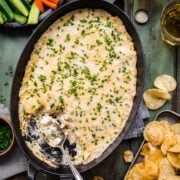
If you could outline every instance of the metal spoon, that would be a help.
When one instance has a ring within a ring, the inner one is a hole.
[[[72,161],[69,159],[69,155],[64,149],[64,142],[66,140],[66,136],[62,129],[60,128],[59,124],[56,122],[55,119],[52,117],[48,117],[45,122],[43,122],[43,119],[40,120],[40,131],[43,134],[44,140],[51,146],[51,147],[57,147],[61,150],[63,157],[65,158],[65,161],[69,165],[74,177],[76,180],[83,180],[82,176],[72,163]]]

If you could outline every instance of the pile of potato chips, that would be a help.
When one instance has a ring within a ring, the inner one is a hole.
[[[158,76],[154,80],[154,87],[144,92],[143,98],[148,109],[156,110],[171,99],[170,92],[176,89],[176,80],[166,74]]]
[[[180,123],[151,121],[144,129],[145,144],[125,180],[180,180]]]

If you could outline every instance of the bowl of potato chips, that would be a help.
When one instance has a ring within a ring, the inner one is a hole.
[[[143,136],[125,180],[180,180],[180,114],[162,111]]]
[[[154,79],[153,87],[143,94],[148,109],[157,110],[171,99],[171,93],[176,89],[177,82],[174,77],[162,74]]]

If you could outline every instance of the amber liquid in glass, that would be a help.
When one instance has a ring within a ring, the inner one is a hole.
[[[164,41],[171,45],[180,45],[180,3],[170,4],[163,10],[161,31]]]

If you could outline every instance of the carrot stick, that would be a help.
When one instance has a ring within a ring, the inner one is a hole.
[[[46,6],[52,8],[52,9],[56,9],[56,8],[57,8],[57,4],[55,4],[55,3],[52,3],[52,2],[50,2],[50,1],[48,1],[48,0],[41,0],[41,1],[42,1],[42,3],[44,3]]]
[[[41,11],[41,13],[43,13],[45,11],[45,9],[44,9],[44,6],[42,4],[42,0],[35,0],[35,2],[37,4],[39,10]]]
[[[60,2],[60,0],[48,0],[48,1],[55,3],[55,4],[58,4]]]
* * *
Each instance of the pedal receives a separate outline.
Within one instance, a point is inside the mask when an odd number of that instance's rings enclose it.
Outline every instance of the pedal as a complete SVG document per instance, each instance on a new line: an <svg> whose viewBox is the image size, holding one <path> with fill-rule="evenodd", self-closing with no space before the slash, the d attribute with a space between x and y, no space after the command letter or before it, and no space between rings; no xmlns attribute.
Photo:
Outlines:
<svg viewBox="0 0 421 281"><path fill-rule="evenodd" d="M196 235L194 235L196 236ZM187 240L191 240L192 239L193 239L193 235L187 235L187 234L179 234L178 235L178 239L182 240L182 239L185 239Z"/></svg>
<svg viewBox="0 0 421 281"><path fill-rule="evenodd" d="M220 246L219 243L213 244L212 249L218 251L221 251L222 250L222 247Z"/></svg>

## THE EXERCISE
Rewrite the listing from the line containing "If you could outline every instance of the metal" up to and including the line containing "[[[164,41],[171,45],[180,45],[180,3],[170,4],[163,10],[161,31]]]", keeping the request lines as they are and adding 31 to every coordinate in the answers.

## ANSWER FOR THIS EXERCISE
If you could outline every instance of the metal spoon, that would be a help.
When one instance has a ring within a ring, the inner one is a hole.
[[[103,192],[100,190],[100,186],[95,180],[95,173],[97,171],[97,167],[93,160],[91,159],[90,155],[87,153],[86,150],[83,148],[79,148],[76,153],[74,153],[74,150],[71,151],[71,162],[74,165],[75,171],[82,177],[82,178],[88,178],[92,181],[94,188],[96,189],[96,192],[100,196],[105,208],[107,211],[114,211],[113,207],[103,194]]]

If you could outline every instance of the pile of potato chips, that would be a help.
When one instance has a ring within a ring, the inner one is a hole.
[[[189,107],[185,111],[185,118],[175,123],[174,129],[179,140],[187,141],[202,130],[201,123],[207,120],[207,111],[197,105]]]
[[[211,154],[182,152],[175,160],[176,175],[156,211],[211,211]]]

If you could outline every instance of the bowl of potato chips, that would be a help.
When one instance has a ring within a ring, the inner one is a hole.
[[[174,167],[156,211],[211,211],[211,145],[193,142]]]
[[[185,110],[184,118],[174,125],[179,140],[188,141],[202,130],[202,124],[207,120],[208,113],[205,108],[193,105]]]

If you could outline every instance of the amber liquid in glass, that would be a help.
When one instance has a ring within a ring, the inner one is a hole.
[[[195,72],[202,76],[211,76],[211,34],[201,35],[194,41],[192,62]]]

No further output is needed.